當您已經擁有想要搜尋的嵌入時,進行相似度搜尋
# if you already have embeddings you want to search on
simsearch_by_vector = vector_store.similarity_search_by_vector(
[-0.0033353185281157494, -0.017689190804958344, -0.01590404286980629, ...]
)
print(simsearch_by_vector)
[Document(metadata={'id': 8, 'summary': 'Nasty No flavor'}, page_content='The candy is just red , No flavor . Just plan and chewy . I would never buy them again'), Document(metadata={'id': 4, 'summary': 'stale product'}, page_content='Arrived in 6 days and were so stale i could not eat any of the 6 bags!!'), Document(metadata={'id': 3, 'summary': 'Taste is neutral, quantity is DECEITFUL!'}, page_content='The taste of these white cheddar flat breads is like a regular cracker - which is not bad, except that I bought them because I wanted a cheese taste.<br /><br />What was a HUGE disappointment? How misleading the packaging of the box is. The photo on the box (I bought these in store) makes it look like it is full of long flatbreads (expanding the length and width of the box). Wrong! The plastic tray that holds the crackers is about 2 smaller all around - leaving you with about 15 or so small flatbreads.<br /><br />What is also bad about this is that the company states they use biodegradable and eco-friendly packaging. FAIL! They used a HUGE box for a ridiculously small amount of crackers. Not ecofriendly at all.<br /><br />Would I buy these again? No - I feel ripped off. The other crackers (like Sesame Tarragon) give you a little<br />more bang for your buck and have more flavor.'), Document(metadata={'id': 6, 'summary': 'Price cannot be correct'}, page_content='Hey, the description says 360 grams - that is roughly 13 ounces at under $4.00 per can. No way - that is the approximate price for a 100 gram can.')]
# Similarity Search with Score if you already have embeddings you want to search on
simsearch_by_vector_with_score = vector_store.similarity_search_by_vector_with_score(
[-0.0033353185281157494, -0.017689190804958344, -0.01590404286980629, ...]
)
print(simsearch_by_vector_with_score)

▶ [顯示資訊]
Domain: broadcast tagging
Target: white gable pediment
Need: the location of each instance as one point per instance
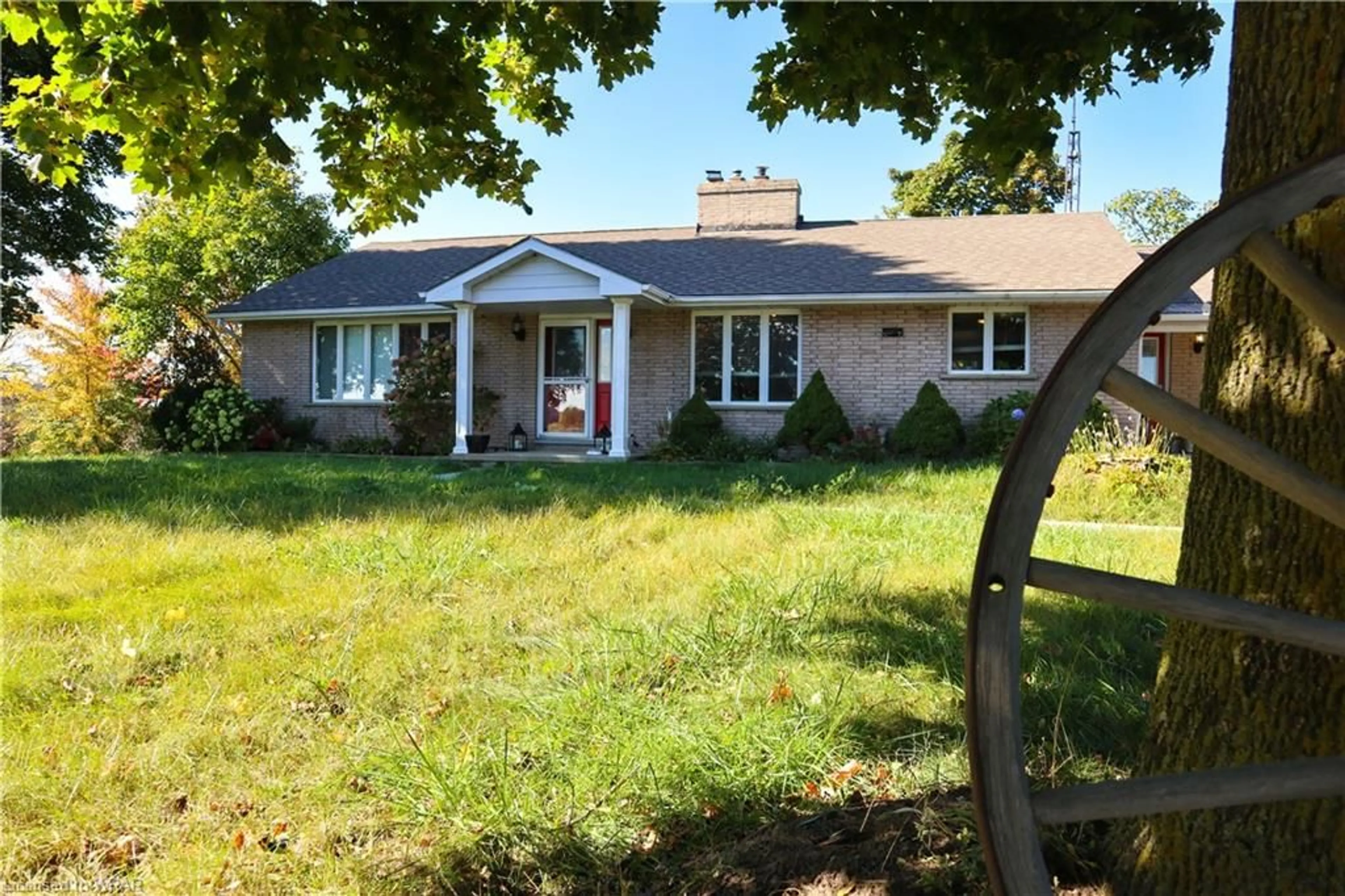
(533, 271)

▶ [問題詳情]
判斷下列三項敘述是否與給定文字相符，每項回答「是」或「否」，並原樣引用給定文字中起決定作用的字句。
1. 搜尋結果中 id 為 8 的文件，其摘要為 'Nasty No flavor'。
2. id 為 4 的文件內容提到商品在 6 天內送達。
3. 摘要為 'Price cannot be correct' 的文件內容表示，商品描述標示的重量是 100 克。

▶ [最終結果]
1. 是："metadata={'id': 8, 'summary': 'Nasty No flavor'}"
2. 是："Arrived in 6 days"
3. 否："the description says 360 grams"